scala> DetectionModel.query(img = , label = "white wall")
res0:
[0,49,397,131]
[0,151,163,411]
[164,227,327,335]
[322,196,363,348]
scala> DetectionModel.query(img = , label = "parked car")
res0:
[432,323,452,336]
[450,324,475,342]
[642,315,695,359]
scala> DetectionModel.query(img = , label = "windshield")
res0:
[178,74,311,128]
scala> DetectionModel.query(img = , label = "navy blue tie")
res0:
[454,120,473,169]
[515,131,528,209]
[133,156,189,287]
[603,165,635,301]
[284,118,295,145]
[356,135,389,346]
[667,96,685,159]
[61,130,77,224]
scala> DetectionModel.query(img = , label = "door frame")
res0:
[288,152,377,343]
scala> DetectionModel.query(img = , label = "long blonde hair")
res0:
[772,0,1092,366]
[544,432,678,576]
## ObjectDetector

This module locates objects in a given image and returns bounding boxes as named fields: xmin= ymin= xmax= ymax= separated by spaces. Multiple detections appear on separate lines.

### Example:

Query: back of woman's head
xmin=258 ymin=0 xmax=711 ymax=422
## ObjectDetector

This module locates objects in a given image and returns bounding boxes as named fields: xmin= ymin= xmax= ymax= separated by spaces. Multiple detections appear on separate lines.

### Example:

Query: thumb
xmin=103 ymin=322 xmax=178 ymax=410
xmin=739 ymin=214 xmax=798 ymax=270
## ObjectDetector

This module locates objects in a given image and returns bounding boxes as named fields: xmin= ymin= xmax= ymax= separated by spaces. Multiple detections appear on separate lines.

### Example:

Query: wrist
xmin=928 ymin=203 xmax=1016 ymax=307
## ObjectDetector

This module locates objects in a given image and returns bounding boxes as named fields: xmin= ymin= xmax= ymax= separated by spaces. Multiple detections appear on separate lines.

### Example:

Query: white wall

- **任务设定**
从记录开头起，到包含“xmin=258 ymin=0 xmax=711 ymax=422”的那一行止（两端都包括），把这些行重新写出，请求也一并写出。答案中的每个边界框坐标值都加上 150。

- **任务答复**
scala> DetectionModel.query(img = , label = "white wall")
res0:
[150,199,547,281]
[150,301,313,561]
[314,377,477,485]
[472,346,513,498]
scala> DetectionModel.query(img = , label = "parked car")
res0:
[582,473,602,486]
[600,474,625,492]
[792,465,845,509]
scala> DetectionModel.query(img = , label = "windshield")
res0:
[328,224,461,278]
scala> DetectionModel.query(img = , label = "navy blue tie")
res0:
[604,270,623,319]
[665,281,678,359]
[283,306,339,437]
[753,315,785,451]
[434,268,445,295]
[506,285,539,496]
[817,246,835,309]
[211,280,227,374]
scala> DetectionModel.query(img = , label = "door frame")
res0:
[438,302,527,493]
scala> DetectionModel.query(img = , label = "long blonde hair")
res0:
[922,150,1242,516]
[694,582,828,726]
## ObjectDetector

This module locates objects in a given image and returns bounding boxes as named fields: xmin= ymin= xmax= ymax= separated by spaces. Multiple detections appear on separate lines.

### Example:

Query: back of woman's head
xmin=408 ymin=150 xmax=861 ymax=572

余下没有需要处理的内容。